The stock market kept plugging along on Friday, drifting throughout much of the session as investors seemed content to remain patient for a resolution on certain key issues. In that environment, market participants paid a lot of attention to individual companies, looking for hints about the health of certain sectors of the economy. Some stocks posted substantial declines, and Pure Storage (PSTG 2.32%), VirnetX Holding (VHC 0.57%), and Organogenesis Holdings (ORGO) were among the worst performers. Here's why they did so poorly.

Pure Storage can't make the grade

Shares of Pure Storage fell 15% after the data solutions specialist reported its third-quarter financial results. Revenue rose 15% from the year-earlier period, with several product releases that aimed to help its clients make better use of their data via cloud-computing platforms. Yet losses widened from a year ago, and Pure Storage wasn't able to produce bottom-line growth even on an adjusted basis. More importantly, the rate of growth wasn't as high as shareholders had wanted to see. Pure Storage's guidance for the fourth quarter and the rest of the year also raised some concerns, and that made growth-oriented investors less comfortable with the company's prospects.

▶ EXERCISE BRIEF: Continue the stock market report from the end of the Pure Storage section.

▶ STUDY MATERIAL:

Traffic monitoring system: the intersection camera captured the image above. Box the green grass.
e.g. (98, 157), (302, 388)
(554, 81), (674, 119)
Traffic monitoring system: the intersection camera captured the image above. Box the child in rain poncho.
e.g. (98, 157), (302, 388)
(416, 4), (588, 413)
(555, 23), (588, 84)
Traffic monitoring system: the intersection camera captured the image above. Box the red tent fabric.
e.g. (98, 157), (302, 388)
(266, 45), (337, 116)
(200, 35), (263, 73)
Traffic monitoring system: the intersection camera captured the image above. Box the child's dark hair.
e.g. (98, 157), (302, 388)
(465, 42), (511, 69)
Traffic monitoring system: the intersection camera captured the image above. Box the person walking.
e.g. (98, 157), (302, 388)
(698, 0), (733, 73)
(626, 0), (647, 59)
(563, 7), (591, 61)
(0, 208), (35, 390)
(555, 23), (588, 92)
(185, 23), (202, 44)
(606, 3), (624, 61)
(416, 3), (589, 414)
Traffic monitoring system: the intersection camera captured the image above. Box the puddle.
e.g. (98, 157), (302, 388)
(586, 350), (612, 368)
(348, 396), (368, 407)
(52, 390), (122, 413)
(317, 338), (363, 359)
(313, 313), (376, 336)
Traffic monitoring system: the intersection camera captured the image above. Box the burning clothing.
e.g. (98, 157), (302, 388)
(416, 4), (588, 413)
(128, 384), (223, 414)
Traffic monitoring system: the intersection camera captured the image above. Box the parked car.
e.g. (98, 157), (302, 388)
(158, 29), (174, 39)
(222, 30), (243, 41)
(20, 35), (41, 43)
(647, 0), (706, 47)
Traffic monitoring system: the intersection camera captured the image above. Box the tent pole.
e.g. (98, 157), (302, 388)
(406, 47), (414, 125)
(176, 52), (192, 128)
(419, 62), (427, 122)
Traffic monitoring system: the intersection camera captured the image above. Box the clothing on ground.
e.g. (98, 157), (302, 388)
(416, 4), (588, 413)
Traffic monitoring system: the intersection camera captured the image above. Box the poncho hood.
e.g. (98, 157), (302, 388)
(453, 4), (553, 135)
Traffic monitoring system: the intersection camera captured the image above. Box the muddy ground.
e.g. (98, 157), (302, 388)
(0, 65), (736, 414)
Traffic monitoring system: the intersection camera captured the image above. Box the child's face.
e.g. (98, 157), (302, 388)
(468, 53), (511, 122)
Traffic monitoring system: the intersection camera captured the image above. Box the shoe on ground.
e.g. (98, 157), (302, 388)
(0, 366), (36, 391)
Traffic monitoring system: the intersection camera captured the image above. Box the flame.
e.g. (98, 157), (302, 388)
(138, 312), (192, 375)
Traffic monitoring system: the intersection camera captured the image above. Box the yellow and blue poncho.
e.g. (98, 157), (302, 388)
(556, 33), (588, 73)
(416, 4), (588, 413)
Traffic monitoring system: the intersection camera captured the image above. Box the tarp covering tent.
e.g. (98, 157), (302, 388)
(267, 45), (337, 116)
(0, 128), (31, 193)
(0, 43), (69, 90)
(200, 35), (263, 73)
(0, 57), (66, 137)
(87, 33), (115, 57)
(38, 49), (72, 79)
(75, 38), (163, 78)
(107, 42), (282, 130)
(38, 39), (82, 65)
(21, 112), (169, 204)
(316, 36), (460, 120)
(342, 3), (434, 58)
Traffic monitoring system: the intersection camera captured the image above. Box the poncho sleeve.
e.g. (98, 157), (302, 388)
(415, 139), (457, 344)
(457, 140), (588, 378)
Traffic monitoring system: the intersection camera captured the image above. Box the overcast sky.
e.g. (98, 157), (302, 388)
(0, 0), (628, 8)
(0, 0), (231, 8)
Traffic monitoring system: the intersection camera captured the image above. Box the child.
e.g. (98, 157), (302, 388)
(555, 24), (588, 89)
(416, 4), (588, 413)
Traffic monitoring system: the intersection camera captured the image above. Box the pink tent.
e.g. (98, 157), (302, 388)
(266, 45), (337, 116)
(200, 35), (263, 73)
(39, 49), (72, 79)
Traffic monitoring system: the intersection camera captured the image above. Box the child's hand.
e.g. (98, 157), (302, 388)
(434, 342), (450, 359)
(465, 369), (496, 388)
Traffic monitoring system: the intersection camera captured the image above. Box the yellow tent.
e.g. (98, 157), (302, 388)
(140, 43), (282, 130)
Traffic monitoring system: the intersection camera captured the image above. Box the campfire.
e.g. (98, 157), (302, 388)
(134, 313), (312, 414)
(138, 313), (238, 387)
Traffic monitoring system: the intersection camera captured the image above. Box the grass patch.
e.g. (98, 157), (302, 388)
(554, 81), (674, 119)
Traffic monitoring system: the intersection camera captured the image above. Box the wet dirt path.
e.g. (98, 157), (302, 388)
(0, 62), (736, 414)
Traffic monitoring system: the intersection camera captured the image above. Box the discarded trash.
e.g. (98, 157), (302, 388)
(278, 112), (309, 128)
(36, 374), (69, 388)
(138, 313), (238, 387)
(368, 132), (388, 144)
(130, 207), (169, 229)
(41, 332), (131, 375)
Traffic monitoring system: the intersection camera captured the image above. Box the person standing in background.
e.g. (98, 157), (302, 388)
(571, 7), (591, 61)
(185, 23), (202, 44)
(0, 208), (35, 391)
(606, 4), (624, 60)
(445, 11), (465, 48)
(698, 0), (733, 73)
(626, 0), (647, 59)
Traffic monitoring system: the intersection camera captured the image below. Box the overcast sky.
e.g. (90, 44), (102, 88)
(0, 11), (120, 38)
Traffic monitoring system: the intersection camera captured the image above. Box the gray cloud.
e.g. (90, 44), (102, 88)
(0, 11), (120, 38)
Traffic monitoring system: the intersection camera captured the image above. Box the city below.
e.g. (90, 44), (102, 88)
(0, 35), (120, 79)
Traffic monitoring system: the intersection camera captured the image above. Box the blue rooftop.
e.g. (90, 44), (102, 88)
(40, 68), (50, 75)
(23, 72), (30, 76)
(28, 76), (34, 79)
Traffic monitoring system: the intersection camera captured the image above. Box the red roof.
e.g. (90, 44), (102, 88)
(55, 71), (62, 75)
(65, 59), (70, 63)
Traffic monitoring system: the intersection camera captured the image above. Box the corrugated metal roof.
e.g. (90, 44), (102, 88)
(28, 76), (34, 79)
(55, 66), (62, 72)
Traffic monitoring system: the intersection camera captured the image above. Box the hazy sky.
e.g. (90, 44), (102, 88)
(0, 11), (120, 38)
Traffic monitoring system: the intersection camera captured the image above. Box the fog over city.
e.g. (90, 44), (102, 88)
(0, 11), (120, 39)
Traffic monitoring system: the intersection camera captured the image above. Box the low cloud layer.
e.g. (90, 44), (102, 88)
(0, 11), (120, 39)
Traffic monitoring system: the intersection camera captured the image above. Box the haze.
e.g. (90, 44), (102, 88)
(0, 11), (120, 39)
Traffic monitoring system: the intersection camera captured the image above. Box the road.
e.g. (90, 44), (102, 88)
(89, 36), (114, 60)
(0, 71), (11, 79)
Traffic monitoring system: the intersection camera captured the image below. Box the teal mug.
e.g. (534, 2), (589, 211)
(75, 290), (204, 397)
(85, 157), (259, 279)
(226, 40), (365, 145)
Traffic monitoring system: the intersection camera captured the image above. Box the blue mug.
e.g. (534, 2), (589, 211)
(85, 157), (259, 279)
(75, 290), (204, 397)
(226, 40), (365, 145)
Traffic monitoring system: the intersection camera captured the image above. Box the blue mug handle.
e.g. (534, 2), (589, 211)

▶ REPLY TO THE TASK:
Pure Storage corporate logo in orange and black.

Image source: Pure Storage.

VirnetX has to start over

Licensing specialist VirnetX Holding saw its shares plunge 34% following an adverse decision in a key court case. VirnetX has been engaged in a long legal battle against Apple concerning alleged patent infringement in technology found in various iPhone models. A jury had previously found that Apple would need to pay about $503 million to VirnetX in the infringement case, but an appeals court on Friday set aside that calculation on a couple of key patents. That means that VirnetX will have to go through another trial to move forward, thwarting shareholders who had hoped to finally get a big windfall from the patent litigation.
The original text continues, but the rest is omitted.